Document passage>
__________________________________________________
Bill Hayton is a journalist at BBC World News TV and the author of three books on Asia. His most recent, The Invention of China, published through Yale University Press, is a compelling account, Hayton shows how China’s present-day geopolitical problems—such as the fates of Hong Kong, Taiwan, Tibet, Xinjiang, and the South China Sea—were born in the struggle to create a modern nation-state.
Eyck Freymann is a doctoral candidate in China Studies at Balliol College, Oxford. His new book, One Belt One Road: Chinese Power Meets the World, argues that Xi Jinping’s legacy project is as much about politics and ideology as infrastructure and loans. Belt and Road propaganda for domestic audiences harken back to ancient model of regional order in which foreign emissaries supposedly performed their submission to the Chinese emperor in return for political patronage. Freymann also finds that the Belt and Road project is attracting more willing partners than Western media reports suggest.
__________________________________________________
Data section>

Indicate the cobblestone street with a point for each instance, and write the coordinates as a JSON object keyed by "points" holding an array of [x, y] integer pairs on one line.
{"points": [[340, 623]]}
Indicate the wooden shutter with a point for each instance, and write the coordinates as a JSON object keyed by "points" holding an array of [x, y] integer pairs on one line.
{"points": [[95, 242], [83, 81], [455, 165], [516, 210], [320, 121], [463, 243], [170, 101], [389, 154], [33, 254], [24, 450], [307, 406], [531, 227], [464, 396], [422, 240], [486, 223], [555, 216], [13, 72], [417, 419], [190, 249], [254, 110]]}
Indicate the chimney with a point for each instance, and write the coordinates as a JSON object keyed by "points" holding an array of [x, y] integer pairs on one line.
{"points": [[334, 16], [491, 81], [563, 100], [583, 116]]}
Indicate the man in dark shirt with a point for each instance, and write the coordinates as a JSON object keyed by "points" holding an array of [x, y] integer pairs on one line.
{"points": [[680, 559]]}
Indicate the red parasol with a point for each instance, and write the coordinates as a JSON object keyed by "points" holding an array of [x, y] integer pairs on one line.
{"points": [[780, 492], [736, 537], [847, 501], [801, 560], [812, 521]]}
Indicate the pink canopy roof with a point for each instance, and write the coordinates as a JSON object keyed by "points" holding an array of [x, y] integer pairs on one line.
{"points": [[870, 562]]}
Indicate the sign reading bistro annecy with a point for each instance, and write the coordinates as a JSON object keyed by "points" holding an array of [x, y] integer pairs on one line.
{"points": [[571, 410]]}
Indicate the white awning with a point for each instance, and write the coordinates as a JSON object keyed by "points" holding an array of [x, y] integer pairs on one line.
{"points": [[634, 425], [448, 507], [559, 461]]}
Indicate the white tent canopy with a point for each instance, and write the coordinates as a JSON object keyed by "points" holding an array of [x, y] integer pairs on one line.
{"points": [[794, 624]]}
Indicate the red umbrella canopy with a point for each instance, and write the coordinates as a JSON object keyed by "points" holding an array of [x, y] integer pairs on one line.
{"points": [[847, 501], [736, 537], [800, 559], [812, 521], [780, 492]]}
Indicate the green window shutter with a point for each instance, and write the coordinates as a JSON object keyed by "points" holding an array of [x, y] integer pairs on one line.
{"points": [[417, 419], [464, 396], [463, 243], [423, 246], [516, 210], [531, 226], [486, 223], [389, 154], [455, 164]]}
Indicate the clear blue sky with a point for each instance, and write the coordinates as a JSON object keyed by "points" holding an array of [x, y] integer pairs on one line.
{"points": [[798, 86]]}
__________________________________________________
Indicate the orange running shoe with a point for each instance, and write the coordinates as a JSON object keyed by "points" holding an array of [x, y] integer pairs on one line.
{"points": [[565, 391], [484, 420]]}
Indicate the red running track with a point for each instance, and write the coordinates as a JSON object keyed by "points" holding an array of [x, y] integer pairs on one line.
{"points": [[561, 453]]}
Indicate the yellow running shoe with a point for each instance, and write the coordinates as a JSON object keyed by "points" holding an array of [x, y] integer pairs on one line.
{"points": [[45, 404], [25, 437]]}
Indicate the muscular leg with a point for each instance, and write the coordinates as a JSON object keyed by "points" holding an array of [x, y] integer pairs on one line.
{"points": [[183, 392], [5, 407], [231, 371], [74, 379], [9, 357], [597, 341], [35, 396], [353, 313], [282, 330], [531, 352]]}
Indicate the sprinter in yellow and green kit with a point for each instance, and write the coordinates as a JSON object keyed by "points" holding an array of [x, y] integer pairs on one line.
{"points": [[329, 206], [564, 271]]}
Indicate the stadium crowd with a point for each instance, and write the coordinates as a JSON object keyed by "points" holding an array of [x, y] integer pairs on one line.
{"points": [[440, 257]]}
__________________________________________________
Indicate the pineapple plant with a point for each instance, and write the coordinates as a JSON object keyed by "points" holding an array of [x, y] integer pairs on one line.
__________________________________________________
Exercise requirements>
[1] In the author bios, what college at Oxford is Eyck Freymann a doctoral candidate at?
[2] Please pick out every line of the entries that contains the word "canopy". Case counts.

Task-by-task results>
[1] Balliol College

[2]
Indicate the pink canopy roof with a point for each instance, and write the coordinates as a JSON object keyed by "points" holding an array of [x, y] integer pairs on one line.
Indicate the white tent canopy with a point for each instance, and write the coordinates as a JSON object keyed by "points" holding an array of [x, y] integer pairs on one line.
Indicate the red umbrella canopy with a point for each instance, and write the coordinates as a JSON object keyed by "points" holding an array of [x, y] integer pairs on one line.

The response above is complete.